# WHAT TO DO:
Render into French this sentence from the Haden v Police judgment: "Ms Haden appealed her conviction to the High Court."

# DOCUMENT TEXT:
┌──

Haden v Police

Case

[2020] NZCA 498

16 October 2020 at 10.00 am


IN THE COURT OF APPEAL OF NEW ZEALAND

I TE KŌTI PĪRA O AOTEAROA

 CA171/2018
 [2020] NZCA 498

BETWEEN

GRACE HADEN
Applicant

AND

NEW ZEALAND POLICE
Respondent

Court:

Cooper, Clifford and Collins JJ

Counsel:

Applicant in person
A Markham for Respondent

Judgment:
(On the papers)

16 October 2020 at 10.00 am

JUDGMENT OF THE COURT

AThe application for recall of this Court’s judgment [2018] NZCA 255 is granted.

BThe application for leave is granted to determine the questions posed at [16].

CAn oral hearing is directed.

____________________________________________________________________

REASONS OF THE COURT

(Given by Collins J)

Introduction

  1. Ms Haden applies for a recall of this Court’s judgment delivered on 16 July 2018, in which we declined Ms Haden’s application for leave to pursue a second appeal.[1]

Background

[1]Haden v Police [2018] NZCA 255.

  1. In 2016, the New Zealand Lawyers and Conveyancers Disciplinary Tribunal (the Tribunal) found a practitioner guilty of a charge of negligence.[2]  The Tribunal decided that the identity of the practitioner should be suppressed.[3]

    [2]Waikato Bay of Plenty Standards Committee No 2 v M [2016] NZLCDT 24.

    [3]Waikato Bay of Plenty Standards Committee No 2 v M [2016] NZLCDT 34.

  2. Ms Haden decided to publish the name of the practitioner on a website called “Transparency New Zealand”. Judge Adeane found her guilty of five charges of breaching suppression orders contrary to s 263 of the Lawyers and Conveyancers Act 2006.[4]

    [4]Police v Haden [2017] NZDC 28419.

  3. Ms Haden appealed her conviction to the High Court.  Her appeal was dismissed in 2018.[5]  Ms Haden then sought leave to appeal to this Court in order to bring a second appeal.  As we have noted at [1] that application was declined on 16 July 2018.[6]

    [5]Haden v Police [2018] NZHC 498.

    [6]Haden v Police, above n 1.

└──

# INFORMATION PROVIDED:

┌──

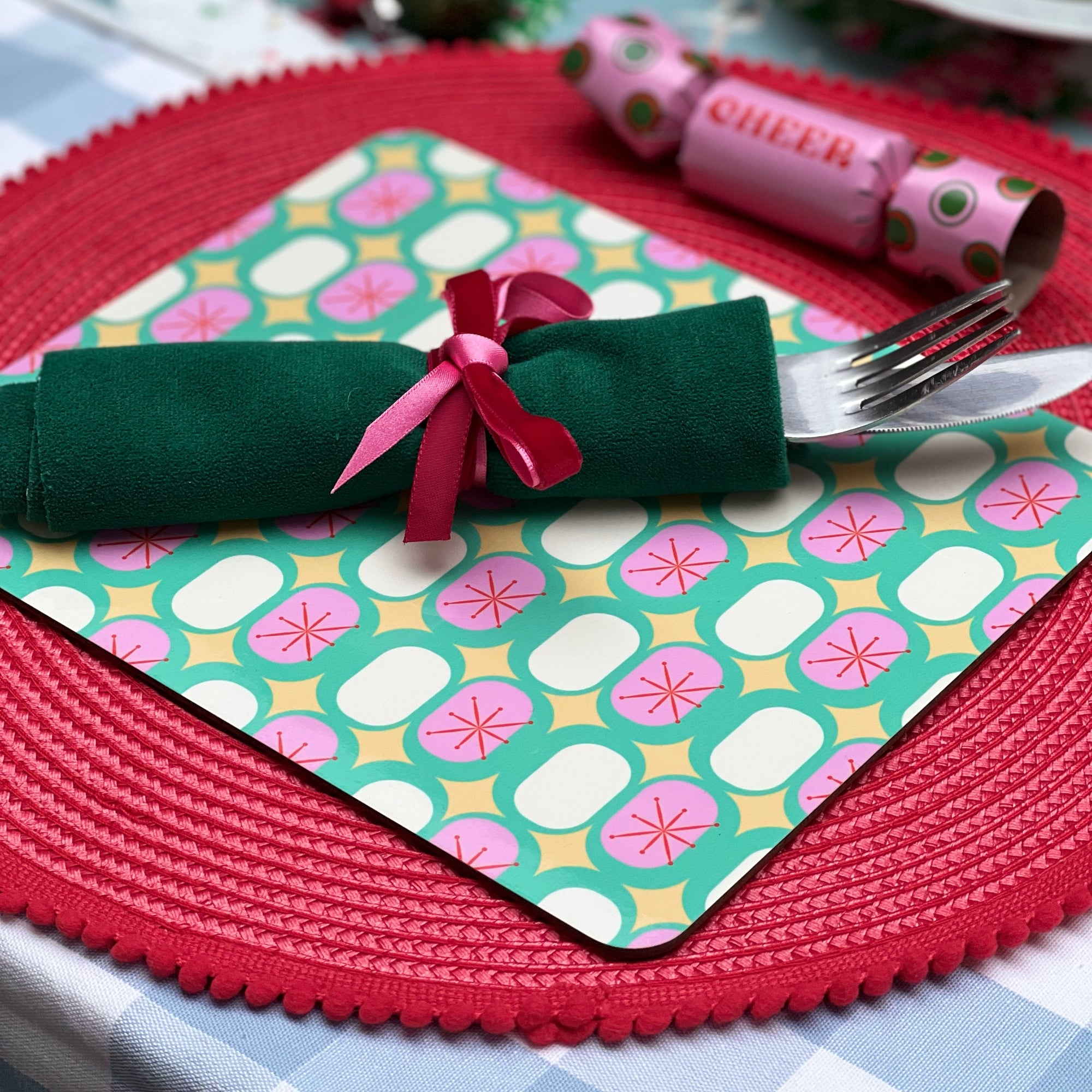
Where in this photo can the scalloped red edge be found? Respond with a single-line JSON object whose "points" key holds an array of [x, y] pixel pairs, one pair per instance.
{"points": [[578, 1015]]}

└──

# RESPONSE TO THE EXERCISE:
Mme Haden a fait appel de sa condamnation devant la High Court.